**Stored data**
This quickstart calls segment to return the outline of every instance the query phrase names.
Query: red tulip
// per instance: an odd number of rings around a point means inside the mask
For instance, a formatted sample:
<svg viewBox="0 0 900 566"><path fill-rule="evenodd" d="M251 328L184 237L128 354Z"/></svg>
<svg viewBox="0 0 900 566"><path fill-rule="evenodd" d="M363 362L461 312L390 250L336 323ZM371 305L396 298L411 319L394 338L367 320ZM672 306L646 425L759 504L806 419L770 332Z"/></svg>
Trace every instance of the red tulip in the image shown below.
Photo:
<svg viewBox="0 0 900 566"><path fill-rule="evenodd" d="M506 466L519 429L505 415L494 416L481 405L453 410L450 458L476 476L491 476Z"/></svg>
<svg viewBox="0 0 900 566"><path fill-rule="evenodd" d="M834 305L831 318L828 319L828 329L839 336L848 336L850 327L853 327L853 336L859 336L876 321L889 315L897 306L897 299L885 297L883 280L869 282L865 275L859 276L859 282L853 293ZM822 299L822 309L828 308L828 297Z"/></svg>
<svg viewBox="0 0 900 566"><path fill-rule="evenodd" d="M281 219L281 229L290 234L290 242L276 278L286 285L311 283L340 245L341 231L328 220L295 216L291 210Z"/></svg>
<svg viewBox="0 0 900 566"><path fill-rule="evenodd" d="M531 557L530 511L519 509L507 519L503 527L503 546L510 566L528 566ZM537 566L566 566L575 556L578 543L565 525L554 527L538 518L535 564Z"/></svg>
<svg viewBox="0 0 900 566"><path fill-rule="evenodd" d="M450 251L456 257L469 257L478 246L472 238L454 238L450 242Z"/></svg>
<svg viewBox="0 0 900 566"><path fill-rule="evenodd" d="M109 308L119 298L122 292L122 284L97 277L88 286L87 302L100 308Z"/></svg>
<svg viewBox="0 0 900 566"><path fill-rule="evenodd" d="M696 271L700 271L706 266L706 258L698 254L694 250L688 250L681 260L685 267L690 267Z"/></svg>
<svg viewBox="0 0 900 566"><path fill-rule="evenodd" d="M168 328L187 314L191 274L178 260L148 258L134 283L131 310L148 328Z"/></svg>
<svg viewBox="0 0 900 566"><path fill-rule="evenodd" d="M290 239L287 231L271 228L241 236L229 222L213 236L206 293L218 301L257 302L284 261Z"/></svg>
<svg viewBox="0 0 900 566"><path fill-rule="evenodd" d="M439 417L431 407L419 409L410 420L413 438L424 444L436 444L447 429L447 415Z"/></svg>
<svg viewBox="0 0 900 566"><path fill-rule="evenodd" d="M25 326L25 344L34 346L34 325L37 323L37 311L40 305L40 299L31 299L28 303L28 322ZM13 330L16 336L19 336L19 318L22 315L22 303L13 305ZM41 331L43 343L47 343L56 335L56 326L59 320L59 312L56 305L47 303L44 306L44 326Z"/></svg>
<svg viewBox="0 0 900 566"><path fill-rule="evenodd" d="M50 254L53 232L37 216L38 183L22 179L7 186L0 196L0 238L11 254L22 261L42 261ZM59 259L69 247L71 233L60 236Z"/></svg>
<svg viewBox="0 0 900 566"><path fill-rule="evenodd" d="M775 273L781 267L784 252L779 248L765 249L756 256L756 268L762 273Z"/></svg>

**What you are asked to do**
Could you transcribe every record above exactly as it appears?

**Exercise answer**
This quickstart calls segment to return the outline of every instance the query phrase names.
Query: red tulip
// per instance: an odd number of rings around a point means inside the mask
For instance, a formatted sample:
<svg viewBox="0 0 900 566"><path fill-rule="evenodd" d="M251 328L184 237L128 354Z"/></svg>
<svg viewBox="0 0 900 566"><path fill-rule="evenodd" d="M363 362L461 312L390 250L336 323ZM371 305L396 298L411 319L394 338L367 320ZM672 306L646 425L759 504L806 419L770 332Z"/></svg>
Trace every instance of the red tulip in the image shown below.
Photo:
<svg viewBox="0 0 900 566"><path fill-rule="evenodd" d="M506 466L519 429L505 415L494 416L481 405L453 410L450 458L476 476L491 476Z"/></svg>
<svg viewBox="0 0 900 566"><path fill-rule="evenodd" d="M834 305L831 318L828 319L828 329L839 336L848 336L850 327L853 327L853 336L859 336L876 321L889 315L897 306L897 299L885 297L883 280L869 282L865 275L859 276L859 282L853 293ZM822 299L822 309L828 308L828 297Z"/></svg>
<svg viewBox="0 0 900 566"><path fill-rule="evenodd" d="M281 219L281 229L290 234L290 242L276 278L286 285L311 283L340 245L341 231L328 220L295 216L291 210Z"/></svg>
<svg viewBox="0 0 900 566"><path fill-rule="evenodd" d="M531 557L530 511L519 509L507 519L503 527L503 546L510 566L528 566ZM537 566L566 566L575 556L578 543L565 525L554 527L538 518L535 564Z"/></svg>
<svg viewBox="0 0 900 566"><path fill-rule="evenodd" d="M450 251L456 257L469 257L478 246L472 238L454 238L450 242Z"/></svg>
<svg viewBox="0 0 900 566"><path fill-rule="evenodd" d="M109 308L119 298L122 292L122 284L97 277L88 286L87 302L100 308Z"/></svg>
<svg viewBox="0 0 900 566"><path fill-rule="evenodd" d="M696 271L700 271L706 266L706 258L698 254L694 250L688 250L681 260L685 267L690 267Z"/></svg>
<svg viewBox="0 0 900 566"><path fill-rule="evenodd" d="M168 328L187 314L191 274L178 260L148 258L134 283L131 310L148 328Z"/></svg>
<svg viewBox="0 0 900 566"><path fill-rule="evenodd" d="M290 239L287 231L271 228L241 236L229 222L213 236L206 293L218 301L257 302L284 261Z"/></svg>
<svg viewBox="0 0 900 566"><path fill-rule="evenodd" d="M439 417L431 407L419 409L410 420L413 438L424 444L436 444L447 429L447 415Z"/></svg>
<svg viewBox="0 0 900 566"><path fill-rule="evenodd" d="M25 326L25 344L34 346L34 325L37 323L37 311L40 305L40 299L31 299L28 303L28 322ZM13 330L16 336L19 336L19 318L22 315L22 303L13 305ZM41 331L43 343L47 343L56 335L56 326L59 320L59 312L56 305L47 303L44 306L44 326Z"/></svg>
<svg viewBox="0 0 900 566"><path fill-rule="evenodd" d="M50 254L53 232L37 216L38 183L22 179L7 186L0 196L0 238L11 254L22 261L42 261ZM59 259L69 247L71 233L60 236Z"/></svg>
<svg viewBox="0 0 900 566"><path fill-rule="evenodd" d="M775 273L781 267L784 252L779 248L765 249L756 256L756 268L762 273Z"/></svg>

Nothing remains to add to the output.